[Stored items]
------------------------
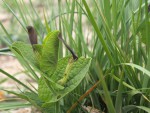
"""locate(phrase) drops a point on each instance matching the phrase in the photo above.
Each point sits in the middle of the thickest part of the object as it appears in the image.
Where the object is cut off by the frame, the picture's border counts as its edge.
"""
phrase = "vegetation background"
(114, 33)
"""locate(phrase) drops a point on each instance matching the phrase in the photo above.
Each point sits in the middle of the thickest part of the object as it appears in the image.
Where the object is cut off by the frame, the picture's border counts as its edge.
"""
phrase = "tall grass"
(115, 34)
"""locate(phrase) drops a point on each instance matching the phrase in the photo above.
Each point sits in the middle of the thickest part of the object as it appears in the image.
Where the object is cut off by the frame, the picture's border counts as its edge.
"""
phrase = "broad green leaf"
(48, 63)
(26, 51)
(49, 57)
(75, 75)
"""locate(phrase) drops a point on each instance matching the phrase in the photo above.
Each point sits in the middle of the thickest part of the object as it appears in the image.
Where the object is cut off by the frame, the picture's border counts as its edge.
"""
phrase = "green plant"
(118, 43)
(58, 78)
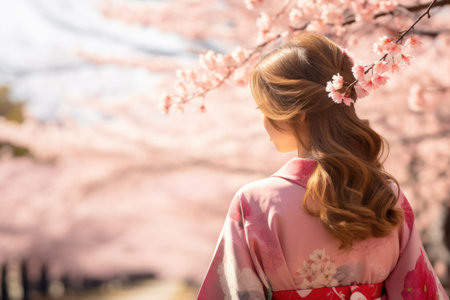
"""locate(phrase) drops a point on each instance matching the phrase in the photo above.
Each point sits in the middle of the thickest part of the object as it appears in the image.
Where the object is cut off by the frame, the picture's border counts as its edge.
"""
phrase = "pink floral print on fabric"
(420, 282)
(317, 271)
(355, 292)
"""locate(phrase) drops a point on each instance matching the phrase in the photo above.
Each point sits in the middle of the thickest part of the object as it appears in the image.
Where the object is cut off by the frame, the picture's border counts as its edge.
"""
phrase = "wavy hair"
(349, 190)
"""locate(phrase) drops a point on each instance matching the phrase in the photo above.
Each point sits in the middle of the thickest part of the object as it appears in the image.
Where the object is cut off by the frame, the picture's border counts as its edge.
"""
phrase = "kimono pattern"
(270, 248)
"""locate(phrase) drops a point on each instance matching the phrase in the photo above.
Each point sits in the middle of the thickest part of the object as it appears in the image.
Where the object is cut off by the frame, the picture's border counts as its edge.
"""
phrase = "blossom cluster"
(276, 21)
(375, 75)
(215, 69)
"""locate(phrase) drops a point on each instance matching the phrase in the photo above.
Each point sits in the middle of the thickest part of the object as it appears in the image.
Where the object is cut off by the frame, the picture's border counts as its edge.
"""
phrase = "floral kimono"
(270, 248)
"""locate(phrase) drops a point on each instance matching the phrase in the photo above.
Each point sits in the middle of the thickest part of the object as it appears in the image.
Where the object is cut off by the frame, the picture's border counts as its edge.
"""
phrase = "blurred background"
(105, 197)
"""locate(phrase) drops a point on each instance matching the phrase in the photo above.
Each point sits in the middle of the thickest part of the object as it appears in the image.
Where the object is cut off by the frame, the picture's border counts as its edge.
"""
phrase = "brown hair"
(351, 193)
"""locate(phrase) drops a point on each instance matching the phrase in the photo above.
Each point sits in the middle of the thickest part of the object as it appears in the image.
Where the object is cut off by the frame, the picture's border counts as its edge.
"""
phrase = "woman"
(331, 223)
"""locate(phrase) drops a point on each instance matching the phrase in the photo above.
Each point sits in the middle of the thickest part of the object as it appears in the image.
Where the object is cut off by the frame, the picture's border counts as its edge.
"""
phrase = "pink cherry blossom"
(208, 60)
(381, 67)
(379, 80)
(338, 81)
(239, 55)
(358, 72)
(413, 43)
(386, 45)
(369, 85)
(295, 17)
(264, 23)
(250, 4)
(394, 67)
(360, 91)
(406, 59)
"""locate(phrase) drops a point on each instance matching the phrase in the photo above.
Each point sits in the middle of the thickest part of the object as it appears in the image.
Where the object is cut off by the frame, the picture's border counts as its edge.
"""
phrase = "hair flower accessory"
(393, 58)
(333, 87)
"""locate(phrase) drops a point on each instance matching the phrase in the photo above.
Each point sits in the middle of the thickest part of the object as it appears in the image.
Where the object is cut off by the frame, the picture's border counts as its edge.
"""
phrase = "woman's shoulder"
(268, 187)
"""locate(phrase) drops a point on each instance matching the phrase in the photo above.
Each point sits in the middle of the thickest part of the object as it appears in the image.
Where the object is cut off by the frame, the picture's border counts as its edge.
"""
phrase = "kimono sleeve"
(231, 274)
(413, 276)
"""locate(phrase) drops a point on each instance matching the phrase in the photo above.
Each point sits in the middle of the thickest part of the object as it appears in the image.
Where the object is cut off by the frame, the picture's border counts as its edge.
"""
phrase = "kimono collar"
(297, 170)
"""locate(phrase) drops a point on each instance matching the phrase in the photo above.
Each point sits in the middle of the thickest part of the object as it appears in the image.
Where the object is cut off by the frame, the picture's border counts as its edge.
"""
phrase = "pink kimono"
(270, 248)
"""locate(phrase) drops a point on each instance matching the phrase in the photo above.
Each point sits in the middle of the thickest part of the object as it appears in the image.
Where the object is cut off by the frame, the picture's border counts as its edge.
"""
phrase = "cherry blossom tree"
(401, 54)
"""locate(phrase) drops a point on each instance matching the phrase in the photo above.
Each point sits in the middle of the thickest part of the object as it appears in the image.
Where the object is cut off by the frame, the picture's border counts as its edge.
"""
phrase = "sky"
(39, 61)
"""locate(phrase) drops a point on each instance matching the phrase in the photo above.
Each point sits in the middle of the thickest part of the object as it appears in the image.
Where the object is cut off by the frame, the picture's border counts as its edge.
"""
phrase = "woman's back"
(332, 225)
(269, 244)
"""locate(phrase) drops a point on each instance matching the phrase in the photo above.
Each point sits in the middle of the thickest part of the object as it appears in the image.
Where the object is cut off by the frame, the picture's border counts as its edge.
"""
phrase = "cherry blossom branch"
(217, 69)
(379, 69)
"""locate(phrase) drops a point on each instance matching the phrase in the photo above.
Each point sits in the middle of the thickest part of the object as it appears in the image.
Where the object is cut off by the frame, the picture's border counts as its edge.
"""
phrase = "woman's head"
------------------------
DESCRIPTION OF THE TASK
Could you retype every line above exactly as it appears, skipping the pictures?

REPLY TO THE TASK
"""locate(phrase) drops a point on each instance matching the phrase in the photo above.
Each point sits in the middle of the thickest part of the object as it appears in the image.
Where the object is cut off by the frame, the picture's border counts as its edge.
"""
phrase = "vegetation background"
(114, 33)
"""locate(phrase) drops a point on each instance matching the phrase in the photo above.
Each point sits in the middle of the thickest part of the object as it appears in the image.
Where the object is cut off by the frame, the picture's border counts as its edge.
"""
phrase = "tall grass"
(115, 34)
"""locate(phrase) drops a point on each instance matching the phrase in the photo above.
Each point sits in the middle of the thickest part of the object as it appears in the image.
Where the object is cut off by the frame, the picture's border counts as its edge.
"""
phrase = "broad green leaf"
(48, 63)
(26, 51)
(49, 57)
(75, 75)
"""locate(phrase) drops a point on each instance matching the phrase in the photo above.
Each point sits in the middle of the thickest part of the object as it appears in the image.
Where the object is cut off by the frame, the picture's border counts as its edge.
"""
phrase = "green plant"
(118, 43)
(58, 78)
"""locate(phrase) drops a point on each instance matching the phrase in the photo above.
Each point sits in the middle of the thickest part of the object as it appears in the image.
Where the object is cut off by the frame, the picture's border counts as its edge.
"""
phrase = "pink floral print on fabric"
(420, 282)
(317, 271)
(355, 292)
"""locate(phrase) drops a point on each instance matching the phrase in the photo above.
Each point sits in the middle of the thickest part of the object as it appears in the image.
Where the object is cut off by the frame, the picture's border counts as its edge.
"""
phrase = "wavy hair"
(349, 190)
"""locate(phrase) drops a point on each instance matching the phrase in the photo above.
Each point sits in the middle of the thickest part of the object as it appears in the image.
Where the object is cut off by the frame, the picture's border counts as its edge.
"""
phrase = "kimono pattern"
(270, 248)
"""locate(phrase) drops a point on each instance matching the phrase in the photo above.
Each point sits in the middle of the thickest part of the object as it appears in the image.
Where the object is cut off by the frame, the picture's border counts as its edge.
"""
phrase = "blossom cluster"
(276, 21)
(375, 75)
(215, 69)
"""locate(phrase) drops a point on each instance matching the phrase in the photo above.
Each point sits in the middle of the thickest part of the object as it appears in the image.
Where the object is cut off by the frame, the picture's border counts as its edge.
"""
phrase = "floral kimono"
(270, 248)
"""locate(phrase) drops a point on each instance matching the phrase in the photo above.
Each point sits in the middle of the thickest part of the object as it appears in the image.
Where the object is cut off by the frame, the picture's border counts as its edge.
"""
phrase = "blurred background"
(105, 197)
"""locate(phrase) drops a point on each instance matching the phrase in the photo above.
Each point sits in the middle of the thickest part of the object as it appears in the image.
Where the object is cut off by the frame, the picture's border counts as its edge.
"""
phrase = "brown hair"
(351, 193)
"""locate(phrase) drops a point on each instance matching the phrase in the photo above.
Each point sits in the middle of the thickest part of the object as it appears in the image.
Where the object is cut off by the frame, the picture's border counts as its edge.
"""
phrase = "woman"
(331, 223)
"""locate(phrase) drops a point on each instance matching the phrase in the photo above.
Each point sits in the middle of the thickest part of the object as it appears in the image.
Where the object is cut off by the frame, the picture's border counts as its edge.
"""
phrase = "pink cherry blossom"
(208, 60)
(381, 67)
(379, 80)
(338, 81)
(239, 55)
(358, 72)
(413, 43)
(386, 45)
(369, 85)
(295, 17)
(264, 23)
(250, 4)
(394, 67)
(360, 91)
(406, 59)
"""locate(phrase) drops a point on each instance matching the phrase in the photo above.
Each point sits in the middle of the thickest part of the object as it appears in the image.
Where the object is cut off by the frame, the picture's border counts as its edge.
"""
phrase = "hair flower accessory"
(393, 58)
(333, 87)
"""locate(phrase) drops a point on each instance matching the phrase in the photo above.
Each point sits in the middle of the thickest part of the object as it appears in the image.
Where the object is cut off by the frame, the picture's border counts as its edge.
"""
phrase = "woman's shoulder"
(268, 187)
"""locate(phrase) drops a point on each instance matching the phrase in the photo above.
Each point sits in the middle of the thickest part of the object as it appears in the image.
Where the object is cut off by the frame, the picture's border counts as its edge.
"""
phrase = "kimono sleeve"
(231, 274)
(413, 276)
"""locate(phrase) drops a point on each instance matching the phrase in the photo above.
Each point sits in the middle of the thickest part of the object as it appears in the image.
Where the object is cut off by the frame, the picture's border counts as its edge.
"""
phrase = "kimono collar"
(297, 170)
"""locate(phrase) drops a point on each instance matching the phrase in the photo above.
Each point sits in the middle of the thickest part of the object as it appears in the image.
Where the object is cut off by the frame, the picture's border counts as its edge.
"""
phrase = "pink kimono"
(270, 248)
"""locate(phrase) drops a point on each instance matching the phrase in the photo above.
Each point sits in the middle of the thickest part of the object as it appears in the image.
Where the object is cut off by the frame, the picture's border counts as its edge.
"""
phrase = "cherry blossom tree"
(401, 54)
"""locate(phrase) drops a point on each instance matching the phrase in the photo above.
Each point sits in the middle of the thickest part of the object as it appears in the image.
Where the object is cut off by the frame, the picture's border counts as its edge.
"""
phrase = "sky"
(39, 61)
"""locate(phrase) drops a point on each instance matching the phrase in the photo above.
Each point sits in the middle of the thickest part of the object as it appears in the image.
Where the object is cut off by the frame, the picture's border counts as its edge.
"""
phrase = "woman's back"
(332, 225)
(269, 244)
"""locate(phrase) drops a point on each instance matching the phrase in the photo above.
Each point sits in the middle of the thickest part of the object as it appears in the image.
Where the object is cut off by the frame, the picture's border counts as its edge.
"""
phrase = "cherry blossom branch"
(217, 69)
(379, 69)
"""locate(phrase) drops a point on each instance matching the phrase in the photo above.
Each point sits in the middle of the thickest part of the object as it appears in the image.
Where the object is cut off by the frame, the picture's border counts as its edge.
"""
phrase = "woman's head"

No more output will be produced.